Page excerpt:
Shepard et al. (2015) performed whole-exome sequencing on DNA from 33 cases of MCC deficiency and 108 healthy controls and examined these data for associations between MCC mutational status, genetic ancestry, or consanguinity and the absence or presence/specificity of clinical symptoms in MCC deficiency cases. Shepard et al. (2015) determined that individuals with nonspecific clinical phenotypes are highly inbred compared with cases of MCC deficiency that are asymptomatic and with healthy controls. For 5 of these 10 individuals, Shepard et al. (2015) discovered a homozygous damaging mutation in a disease gene that is likely to underlie their nonspecific clinical phenotypes previously attributed to MCC deficiency. The authors concluded that nonspecific phenotypes attributed to MCC deficiency are associated with consanguinity and are likely not due to mutations in the MCC enzyme, but result from rare homozygous mutations in other disease genes.

Molecular Genetics

In 4 patients with MCC deficiency with less than 10% normal MCC activity, Baumgartner et al. (2001) identified homozygous mutations in the MCCA gene (see, e.g., 609010.0002-609010.0004). One of the patients had been reported by Steen et al. (1999).

In 2 patients with MCC deficiency, Gallardo et al. (2001) identified homozygous mutations in the MCCA gene (609010.0001-609010.0002).

Dataset records:
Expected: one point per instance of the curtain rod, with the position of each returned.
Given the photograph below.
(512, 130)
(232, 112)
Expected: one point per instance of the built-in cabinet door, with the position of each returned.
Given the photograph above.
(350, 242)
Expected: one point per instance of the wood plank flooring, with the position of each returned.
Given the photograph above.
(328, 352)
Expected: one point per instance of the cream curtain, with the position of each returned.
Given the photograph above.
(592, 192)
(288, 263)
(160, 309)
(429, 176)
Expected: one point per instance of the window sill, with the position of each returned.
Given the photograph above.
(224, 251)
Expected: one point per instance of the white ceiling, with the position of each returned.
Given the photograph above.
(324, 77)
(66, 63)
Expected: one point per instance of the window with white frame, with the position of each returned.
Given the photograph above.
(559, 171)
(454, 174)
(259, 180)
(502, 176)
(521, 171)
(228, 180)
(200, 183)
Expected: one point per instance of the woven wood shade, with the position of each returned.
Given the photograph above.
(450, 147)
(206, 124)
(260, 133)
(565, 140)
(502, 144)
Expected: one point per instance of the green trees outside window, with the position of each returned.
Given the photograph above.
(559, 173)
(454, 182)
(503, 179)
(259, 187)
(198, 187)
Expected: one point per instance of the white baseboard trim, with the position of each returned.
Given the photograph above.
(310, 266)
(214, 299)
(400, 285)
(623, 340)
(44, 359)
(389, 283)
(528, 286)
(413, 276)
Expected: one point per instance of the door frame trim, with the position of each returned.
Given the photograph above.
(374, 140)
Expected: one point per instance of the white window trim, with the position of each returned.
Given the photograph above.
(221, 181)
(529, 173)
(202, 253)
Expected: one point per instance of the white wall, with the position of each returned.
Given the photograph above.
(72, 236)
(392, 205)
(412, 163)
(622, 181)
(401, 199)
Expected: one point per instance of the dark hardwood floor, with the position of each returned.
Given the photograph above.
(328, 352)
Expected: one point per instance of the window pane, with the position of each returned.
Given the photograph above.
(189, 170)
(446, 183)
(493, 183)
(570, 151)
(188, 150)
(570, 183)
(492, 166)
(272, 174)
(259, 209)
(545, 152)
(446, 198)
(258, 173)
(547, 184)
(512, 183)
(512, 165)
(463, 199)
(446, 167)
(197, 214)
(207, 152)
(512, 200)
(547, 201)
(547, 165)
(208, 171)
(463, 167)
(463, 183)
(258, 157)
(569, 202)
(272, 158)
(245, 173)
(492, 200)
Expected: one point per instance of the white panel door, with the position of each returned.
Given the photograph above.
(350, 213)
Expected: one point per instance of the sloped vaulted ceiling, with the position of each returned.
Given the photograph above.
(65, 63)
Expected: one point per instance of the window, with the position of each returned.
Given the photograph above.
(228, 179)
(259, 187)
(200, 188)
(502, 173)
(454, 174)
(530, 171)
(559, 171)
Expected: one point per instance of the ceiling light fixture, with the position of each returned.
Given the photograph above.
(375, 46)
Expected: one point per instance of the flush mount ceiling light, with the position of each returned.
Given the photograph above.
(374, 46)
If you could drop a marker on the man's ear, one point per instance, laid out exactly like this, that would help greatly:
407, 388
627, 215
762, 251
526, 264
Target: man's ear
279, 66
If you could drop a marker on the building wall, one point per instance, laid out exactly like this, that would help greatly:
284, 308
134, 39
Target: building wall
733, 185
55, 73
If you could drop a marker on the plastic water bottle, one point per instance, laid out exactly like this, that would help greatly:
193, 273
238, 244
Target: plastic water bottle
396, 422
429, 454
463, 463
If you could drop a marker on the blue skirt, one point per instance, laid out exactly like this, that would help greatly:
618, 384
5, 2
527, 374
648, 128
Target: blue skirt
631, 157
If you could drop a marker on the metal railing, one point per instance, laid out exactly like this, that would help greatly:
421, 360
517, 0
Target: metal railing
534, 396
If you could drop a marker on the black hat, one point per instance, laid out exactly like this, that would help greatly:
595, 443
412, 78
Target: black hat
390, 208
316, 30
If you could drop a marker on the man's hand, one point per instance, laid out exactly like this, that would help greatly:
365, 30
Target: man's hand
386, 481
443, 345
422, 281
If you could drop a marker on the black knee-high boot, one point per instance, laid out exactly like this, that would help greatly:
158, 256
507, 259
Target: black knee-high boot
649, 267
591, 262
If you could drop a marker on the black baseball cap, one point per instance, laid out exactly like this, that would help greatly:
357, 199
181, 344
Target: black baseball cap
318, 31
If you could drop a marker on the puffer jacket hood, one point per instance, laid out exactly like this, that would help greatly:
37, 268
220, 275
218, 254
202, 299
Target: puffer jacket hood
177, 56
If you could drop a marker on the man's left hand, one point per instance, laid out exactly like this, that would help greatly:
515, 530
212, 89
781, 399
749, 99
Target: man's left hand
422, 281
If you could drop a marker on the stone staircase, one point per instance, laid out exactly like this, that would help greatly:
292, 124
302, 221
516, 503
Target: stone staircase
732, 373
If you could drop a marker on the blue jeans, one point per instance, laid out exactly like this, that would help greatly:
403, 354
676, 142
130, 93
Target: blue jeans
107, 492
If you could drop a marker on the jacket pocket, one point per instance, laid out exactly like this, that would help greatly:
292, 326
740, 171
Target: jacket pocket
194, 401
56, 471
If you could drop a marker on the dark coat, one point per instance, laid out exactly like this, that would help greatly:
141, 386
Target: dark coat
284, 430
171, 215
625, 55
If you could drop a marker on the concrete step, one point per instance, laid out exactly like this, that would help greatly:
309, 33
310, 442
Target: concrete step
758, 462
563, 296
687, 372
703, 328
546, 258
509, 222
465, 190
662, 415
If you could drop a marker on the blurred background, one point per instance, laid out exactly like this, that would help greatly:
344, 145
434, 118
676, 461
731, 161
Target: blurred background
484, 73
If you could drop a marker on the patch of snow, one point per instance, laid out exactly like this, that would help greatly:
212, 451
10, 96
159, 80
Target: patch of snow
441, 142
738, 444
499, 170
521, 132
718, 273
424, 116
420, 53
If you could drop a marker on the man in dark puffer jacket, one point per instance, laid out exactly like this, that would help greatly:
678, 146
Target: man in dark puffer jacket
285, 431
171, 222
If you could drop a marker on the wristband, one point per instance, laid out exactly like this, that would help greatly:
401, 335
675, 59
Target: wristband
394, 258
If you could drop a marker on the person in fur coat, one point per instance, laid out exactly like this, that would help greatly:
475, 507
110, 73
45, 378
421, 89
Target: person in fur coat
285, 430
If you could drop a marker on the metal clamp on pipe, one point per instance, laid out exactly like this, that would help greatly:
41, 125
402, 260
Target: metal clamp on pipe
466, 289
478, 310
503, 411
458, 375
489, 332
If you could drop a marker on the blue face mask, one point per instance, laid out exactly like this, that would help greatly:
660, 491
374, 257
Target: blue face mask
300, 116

Directions:
(1) Name every publication cited in the excerpt on MCC deficiency, giving the authors and year of each.
(2) Explain why, according to the excerpt on MCC deficiency, Shepard et al. (2015) concluded that nonspecific phenotypes attributed to MCC deficiency are likely not caused by mutations in the MCC enzyme.

Answers for this exercise:
(1) Shepard et al. (2015), Baumgartner et al. (2001), Steen et al. (1999), and Gallardo et al. (2001).

(2) Individuals with nonspecific clinical phenotypes proved highly inbred compared with asymptomatic MCC deficiency cases and healthy controls. For several of them, the researchers found a homozygous damaging mutation in another disease gene that likely underlies those phenotypes.